» **WHAT THE TASK ASKS**: Count how many lines below include the string "woman". Only that number should appear in the reply.

» **Source records**:
++++++++++++++++++++

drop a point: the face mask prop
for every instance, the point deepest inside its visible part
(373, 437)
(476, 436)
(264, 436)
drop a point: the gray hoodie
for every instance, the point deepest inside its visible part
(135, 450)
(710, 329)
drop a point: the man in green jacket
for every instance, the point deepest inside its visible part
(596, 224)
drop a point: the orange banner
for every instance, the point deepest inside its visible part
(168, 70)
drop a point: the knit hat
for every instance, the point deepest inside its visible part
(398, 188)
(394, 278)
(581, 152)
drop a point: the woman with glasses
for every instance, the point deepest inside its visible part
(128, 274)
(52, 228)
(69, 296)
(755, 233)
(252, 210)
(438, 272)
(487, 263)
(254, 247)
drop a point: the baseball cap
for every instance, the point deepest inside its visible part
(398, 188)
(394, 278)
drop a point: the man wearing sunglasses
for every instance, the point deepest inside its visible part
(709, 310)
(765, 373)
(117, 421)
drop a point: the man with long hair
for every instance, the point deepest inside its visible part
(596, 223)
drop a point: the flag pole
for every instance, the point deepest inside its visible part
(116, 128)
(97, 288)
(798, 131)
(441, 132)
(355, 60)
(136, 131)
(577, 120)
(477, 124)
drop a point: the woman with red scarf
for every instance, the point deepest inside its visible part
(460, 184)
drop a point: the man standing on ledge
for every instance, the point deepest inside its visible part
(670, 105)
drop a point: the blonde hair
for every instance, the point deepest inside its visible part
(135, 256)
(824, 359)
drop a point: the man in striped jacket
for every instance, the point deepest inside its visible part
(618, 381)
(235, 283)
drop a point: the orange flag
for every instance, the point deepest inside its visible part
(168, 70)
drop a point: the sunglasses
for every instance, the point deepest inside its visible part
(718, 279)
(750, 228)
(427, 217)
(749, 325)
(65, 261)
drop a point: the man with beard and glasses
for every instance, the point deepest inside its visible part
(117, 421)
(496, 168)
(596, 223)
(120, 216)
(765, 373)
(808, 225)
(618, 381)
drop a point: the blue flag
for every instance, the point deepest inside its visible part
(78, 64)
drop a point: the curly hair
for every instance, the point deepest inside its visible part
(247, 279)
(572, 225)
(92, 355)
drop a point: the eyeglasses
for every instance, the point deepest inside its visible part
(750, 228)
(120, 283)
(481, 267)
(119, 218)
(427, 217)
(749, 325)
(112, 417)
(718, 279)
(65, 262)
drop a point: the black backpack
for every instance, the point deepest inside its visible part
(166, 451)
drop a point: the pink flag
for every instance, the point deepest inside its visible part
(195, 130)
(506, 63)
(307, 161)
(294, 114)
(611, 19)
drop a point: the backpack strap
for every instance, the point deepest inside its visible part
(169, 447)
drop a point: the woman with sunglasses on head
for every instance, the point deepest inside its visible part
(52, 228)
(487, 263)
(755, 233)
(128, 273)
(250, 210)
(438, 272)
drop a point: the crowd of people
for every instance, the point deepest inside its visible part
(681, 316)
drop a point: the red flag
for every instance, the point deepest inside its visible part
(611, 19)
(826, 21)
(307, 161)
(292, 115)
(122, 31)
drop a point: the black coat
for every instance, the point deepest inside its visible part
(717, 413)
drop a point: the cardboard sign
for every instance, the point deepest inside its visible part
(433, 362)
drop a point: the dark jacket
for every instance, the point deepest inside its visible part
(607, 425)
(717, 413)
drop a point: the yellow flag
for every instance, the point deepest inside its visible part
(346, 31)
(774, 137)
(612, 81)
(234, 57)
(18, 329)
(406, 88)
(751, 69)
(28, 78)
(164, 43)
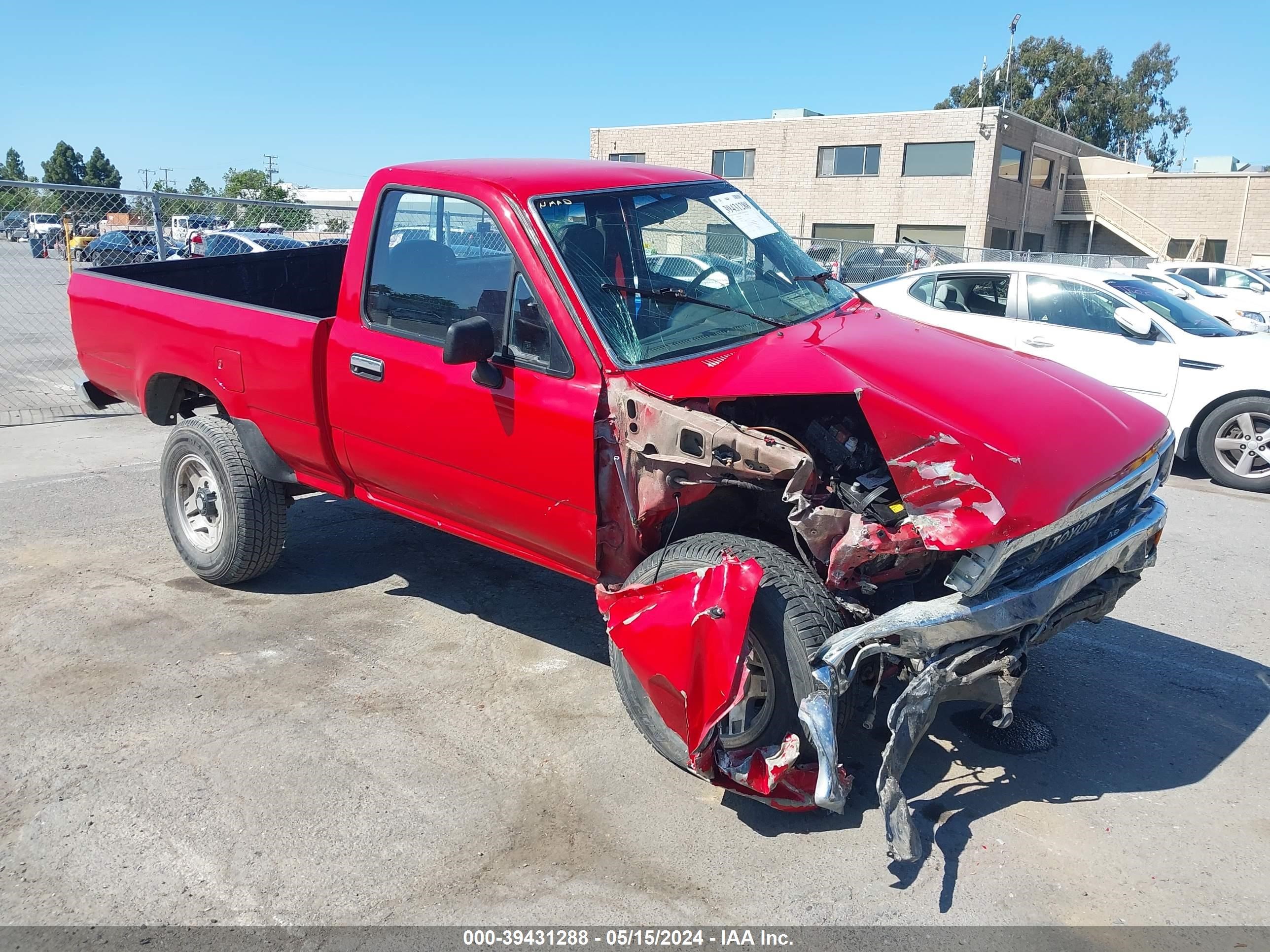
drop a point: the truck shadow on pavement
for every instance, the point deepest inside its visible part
(1132, 710)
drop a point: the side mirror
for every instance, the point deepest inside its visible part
(471, 340)
(1133, 322)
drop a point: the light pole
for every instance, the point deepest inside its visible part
(1010, 56)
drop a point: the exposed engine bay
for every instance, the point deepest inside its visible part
(803, 473)
(807, 474)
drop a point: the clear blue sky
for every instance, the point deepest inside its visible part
(337, 91)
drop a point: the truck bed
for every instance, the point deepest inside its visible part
(250, 331)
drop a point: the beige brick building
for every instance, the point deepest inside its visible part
(960, 177)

++++++++++++++++++++

» **EXERCISE RESPONSE**: 3